Can you copy the listing word for word, from its first line through the line containing "M 387 145 L", with both of those lines included?

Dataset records
==*==

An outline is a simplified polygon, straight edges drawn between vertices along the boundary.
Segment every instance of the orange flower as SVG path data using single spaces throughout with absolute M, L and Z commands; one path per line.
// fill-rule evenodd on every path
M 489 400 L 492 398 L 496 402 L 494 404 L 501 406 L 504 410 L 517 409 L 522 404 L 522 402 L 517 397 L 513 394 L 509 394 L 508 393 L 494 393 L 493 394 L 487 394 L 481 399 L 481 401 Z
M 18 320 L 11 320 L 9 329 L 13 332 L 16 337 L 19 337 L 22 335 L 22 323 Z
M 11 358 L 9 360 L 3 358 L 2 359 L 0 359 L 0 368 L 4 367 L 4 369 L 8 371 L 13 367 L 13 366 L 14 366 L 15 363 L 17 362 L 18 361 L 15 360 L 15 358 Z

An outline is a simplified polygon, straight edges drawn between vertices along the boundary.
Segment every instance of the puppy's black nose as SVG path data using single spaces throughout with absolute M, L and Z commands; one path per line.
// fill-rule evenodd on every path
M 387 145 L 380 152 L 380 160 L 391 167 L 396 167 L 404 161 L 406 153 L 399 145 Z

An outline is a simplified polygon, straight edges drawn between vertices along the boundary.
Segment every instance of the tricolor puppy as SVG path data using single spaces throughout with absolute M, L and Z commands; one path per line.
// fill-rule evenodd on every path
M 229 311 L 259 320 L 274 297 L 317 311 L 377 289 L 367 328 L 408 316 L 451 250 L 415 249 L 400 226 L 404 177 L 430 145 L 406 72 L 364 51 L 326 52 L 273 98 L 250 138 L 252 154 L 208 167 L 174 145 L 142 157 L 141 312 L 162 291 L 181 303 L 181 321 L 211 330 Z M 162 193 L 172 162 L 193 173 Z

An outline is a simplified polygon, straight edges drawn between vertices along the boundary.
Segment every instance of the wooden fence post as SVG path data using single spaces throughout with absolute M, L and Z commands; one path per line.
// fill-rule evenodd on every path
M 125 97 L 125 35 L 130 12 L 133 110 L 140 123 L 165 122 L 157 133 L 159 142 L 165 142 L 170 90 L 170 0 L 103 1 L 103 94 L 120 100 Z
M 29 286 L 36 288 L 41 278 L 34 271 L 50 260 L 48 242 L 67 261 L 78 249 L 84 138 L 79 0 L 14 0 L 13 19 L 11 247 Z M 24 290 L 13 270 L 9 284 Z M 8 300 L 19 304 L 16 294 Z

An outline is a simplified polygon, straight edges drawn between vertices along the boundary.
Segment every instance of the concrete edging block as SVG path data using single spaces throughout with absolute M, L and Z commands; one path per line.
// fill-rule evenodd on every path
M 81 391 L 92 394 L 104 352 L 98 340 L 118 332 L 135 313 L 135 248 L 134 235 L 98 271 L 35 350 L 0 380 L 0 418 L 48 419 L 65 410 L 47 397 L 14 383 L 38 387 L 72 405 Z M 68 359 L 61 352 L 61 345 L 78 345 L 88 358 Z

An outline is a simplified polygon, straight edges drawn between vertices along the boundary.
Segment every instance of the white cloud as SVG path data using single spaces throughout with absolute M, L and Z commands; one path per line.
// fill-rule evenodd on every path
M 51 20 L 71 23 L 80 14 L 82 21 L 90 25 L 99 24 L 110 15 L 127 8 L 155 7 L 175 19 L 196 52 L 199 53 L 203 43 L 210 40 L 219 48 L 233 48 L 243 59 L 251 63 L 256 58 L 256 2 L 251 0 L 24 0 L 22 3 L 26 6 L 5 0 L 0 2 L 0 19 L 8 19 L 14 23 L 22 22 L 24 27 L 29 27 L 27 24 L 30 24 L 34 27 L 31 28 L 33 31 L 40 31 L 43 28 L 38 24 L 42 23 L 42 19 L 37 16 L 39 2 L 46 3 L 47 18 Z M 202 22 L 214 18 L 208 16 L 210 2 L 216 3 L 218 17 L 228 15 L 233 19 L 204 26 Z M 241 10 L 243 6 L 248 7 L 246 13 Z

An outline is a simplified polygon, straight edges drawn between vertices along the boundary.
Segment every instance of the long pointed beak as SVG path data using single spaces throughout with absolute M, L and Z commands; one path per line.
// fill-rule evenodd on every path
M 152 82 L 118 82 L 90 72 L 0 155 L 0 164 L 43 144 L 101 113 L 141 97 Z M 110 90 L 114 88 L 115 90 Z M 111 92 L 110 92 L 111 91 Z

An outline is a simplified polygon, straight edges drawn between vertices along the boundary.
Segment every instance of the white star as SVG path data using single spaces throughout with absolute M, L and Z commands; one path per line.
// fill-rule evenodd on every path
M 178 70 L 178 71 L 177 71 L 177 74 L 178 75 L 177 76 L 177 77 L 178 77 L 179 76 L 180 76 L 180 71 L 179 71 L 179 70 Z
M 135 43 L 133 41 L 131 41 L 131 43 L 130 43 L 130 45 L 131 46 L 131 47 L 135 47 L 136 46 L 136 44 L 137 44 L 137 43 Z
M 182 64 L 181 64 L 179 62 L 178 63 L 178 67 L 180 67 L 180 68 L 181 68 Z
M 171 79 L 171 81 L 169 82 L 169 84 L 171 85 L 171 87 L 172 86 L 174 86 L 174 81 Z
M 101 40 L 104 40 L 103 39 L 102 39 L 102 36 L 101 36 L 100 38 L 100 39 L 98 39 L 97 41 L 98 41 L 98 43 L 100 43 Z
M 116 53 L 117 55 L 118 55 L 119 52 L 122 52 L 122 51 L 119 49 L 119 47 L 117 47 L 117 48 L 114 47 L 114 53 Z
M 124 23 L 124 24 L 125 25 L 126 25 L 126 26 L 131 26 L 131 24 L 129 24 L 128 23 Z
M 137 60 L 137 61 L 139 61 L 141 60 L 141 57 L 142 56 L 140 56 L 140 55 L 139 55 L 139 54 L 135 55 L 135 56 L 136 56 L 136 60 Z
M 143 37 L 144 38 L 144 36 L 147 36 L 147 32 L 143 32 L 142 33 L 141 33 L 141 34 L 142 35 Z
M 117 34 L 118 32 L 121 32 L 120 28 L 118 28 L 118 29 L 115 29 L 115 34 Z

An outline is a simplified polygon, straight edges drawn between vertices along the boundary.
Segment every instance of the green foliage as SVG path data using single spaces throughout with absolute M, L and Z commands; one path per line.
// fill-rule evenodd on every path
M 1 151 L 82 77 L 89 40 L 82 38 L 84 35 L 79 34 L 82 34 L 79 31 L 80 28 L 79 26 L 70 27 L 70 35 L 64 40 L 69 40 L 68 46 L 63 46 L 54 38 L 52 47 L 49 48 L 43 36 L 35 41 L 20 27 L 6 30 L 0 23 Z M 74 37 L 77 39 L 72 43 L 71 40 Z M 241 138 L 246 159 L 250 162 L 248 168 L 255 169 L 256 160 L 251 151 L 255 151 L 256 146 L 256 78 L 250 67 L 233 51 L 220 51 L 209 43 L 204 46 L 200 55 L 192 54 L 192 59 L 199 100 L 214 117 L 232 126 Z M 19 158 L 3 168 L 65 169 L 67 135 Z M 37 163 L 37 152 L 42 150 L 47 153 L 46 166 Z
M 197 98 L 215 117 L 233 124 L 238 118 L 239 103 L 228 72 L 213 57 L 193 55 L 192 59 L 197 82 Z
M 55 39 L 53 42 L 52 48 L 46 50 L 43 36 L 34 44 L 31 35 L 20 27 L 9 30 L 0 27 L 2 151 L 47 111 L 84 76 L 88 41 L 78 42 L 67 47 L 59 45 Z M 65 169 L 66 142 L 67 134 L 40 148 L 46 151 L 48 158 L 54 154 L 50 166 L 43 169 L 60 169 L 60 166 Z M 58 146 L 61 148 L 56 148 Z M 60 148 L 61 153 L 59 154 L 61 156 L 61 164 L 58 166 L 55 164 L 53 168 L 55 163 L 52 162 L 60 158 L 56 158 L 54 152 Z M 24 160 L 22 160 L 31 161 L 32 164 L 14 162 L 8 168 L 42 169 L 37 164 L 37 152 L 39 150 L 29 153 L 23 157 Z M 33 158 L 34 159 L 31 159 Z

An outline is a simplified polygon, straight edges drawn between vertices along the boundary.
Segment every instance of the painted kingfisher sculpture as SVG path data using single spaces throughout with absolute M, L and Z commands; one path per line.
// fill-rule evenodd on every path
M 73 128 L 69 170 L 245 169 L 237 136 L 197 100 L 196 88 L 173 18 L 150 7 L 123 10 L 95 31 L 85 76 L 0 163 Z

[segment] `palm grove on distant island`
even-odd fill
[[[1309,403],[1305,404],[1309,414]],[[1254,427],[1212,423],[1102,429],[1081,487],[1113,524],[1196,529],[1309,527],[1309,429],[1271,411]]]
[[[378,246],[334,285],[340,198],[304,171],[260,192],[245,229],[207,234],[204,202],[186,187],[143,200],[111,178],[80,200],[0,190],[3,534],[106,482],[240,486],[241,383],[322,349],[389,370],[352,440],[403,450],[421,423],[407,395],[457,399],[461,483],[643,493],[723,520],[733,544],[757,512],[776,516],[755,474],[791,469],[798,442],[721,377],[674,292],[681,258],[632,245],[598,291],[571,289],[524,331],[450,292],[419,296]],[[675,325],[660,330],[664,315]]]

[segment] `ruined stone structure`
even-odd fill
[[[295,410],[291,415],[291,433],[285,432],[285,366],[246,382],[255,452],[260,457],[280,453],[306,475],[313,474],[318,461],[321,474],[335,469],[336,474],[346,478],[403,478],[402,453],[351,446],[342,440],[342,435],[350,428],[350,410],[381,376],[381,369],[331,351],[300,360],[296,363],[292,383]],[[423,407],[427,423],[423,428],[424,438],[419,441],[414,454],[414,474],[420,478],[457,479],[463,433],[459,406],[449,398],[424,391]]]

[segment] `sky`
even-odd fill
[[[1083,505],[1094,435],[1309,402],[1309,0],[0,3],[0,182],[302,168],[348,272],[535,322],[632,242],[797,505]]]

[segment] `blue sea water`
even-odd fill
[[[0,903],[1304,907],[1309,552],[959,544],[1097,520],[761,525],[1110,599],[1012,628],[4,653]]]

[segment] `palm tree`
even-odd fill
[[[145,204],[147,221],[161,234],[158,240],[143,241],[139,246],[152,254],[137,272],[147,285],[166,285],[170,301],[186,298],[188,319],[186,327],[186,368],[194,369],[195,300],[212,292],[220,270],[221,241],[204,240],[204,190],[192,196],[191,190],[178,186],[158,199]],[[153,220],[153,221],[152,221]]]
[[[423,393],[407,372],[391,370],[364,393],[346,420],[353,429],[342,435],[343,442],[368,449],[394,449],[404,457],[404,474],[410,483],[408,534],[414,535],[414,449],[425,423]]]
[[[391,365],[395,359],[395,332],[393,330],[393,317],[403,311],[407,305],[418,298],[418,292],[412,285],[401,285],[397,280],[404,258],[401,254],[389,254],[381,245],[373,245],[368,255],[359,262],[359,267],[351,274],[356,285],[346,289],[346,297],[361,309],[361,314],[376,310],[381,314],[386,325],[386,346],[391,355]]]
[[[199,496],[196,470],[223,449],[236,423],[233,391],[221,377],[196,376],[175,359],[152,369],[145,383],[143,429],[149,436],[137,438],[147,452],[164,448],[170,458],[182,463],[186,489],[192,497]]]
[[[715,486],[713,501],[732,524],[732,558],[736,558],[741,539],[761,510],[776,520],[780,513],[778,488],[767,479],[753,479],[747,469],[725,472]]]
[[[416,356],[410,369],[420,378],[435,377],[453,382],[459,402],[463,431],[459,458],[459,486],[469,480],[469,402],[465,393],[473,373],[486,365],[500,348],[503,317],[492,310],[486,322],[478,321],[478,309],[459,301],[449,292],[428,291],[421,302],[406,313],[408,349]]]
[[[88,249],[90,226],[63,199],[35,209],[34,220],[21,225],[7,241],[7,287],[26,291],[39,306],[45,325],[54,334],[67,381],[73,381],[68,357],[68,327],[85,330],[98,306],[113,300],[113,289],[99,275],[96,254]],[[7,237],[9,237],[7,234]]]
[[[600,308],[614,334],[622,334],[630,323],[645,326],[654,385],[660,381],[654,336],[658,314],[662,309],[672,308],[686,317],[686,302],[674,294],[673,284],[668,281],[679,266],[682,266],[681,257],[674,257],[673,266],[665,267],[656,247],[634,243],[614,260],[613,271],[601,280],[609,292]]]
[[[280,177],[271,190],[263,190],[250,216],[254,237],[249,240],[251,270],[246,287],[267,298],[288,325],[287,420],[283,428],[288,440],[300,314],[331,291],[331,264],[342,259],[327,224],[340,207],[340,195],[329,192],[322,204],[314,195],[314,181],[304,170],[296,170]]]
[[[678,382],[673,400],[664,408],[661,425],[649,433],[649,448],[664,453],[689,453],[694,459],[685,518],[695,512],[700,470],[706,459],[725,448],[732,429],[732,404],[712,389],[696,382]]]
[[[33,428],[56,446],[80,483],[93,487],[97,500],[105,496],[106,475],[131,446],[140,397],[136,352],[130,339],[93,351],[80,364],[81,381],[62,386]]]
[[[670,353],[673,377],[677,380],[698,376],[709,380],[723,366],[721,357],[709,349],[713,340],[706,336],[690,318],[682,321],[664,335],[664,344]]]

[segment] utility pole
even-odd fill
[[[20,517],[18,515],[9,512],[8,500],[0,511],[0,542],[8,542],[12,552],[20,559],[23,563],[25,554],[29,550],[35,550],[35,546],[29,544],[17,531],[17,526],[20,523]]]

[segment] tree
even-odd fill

==*==

● Output for this exercise
An outline is a simplified polygon, straight edges drawn between vertices along the boundary.
Segment every instance of the orange flower as SVG path data using single spaces throughout with absolute M, L and Z commands; one path per line.
// fill-rule evenodd on every path
M 489 400 L 492 398 L 496 402 L 494 404 L 501 406 L 504 410 L 517 409 L 522 404 L 522 402 L 517 397 L 513 394 L 509 394 L 508 393 L 494 393 L 493 394 L 487 394 L 481 399 L 481 401 Z
M 18 320 L 11 320 L 9 329 L 13 332 L 16 337 L 19 337 L 22 335 L 22 323 Z
M 11 358 L 9 360 L 3 358 L 2 359 L 0 359 L 0 368 L 4 367 L 4 369 L 8 371 L 13 367 L 13 366 L 14 366 L 15 363 L 17 362 L 18 361 L 15 360 L 15 358 Z

An outline is a simplified polygon, straight edges drawn between vertices along the boundary.
Segment every instance of the puppy's black nose as SVG path data using single spaces throughout with absolute M, L and Z commands; one path per line.
// fill-rule evenodd on every path
M 387 145 L 380 152 L 380 160 L 391 167 L 396 167 L 404 161 L 406 153 L 399 145 Z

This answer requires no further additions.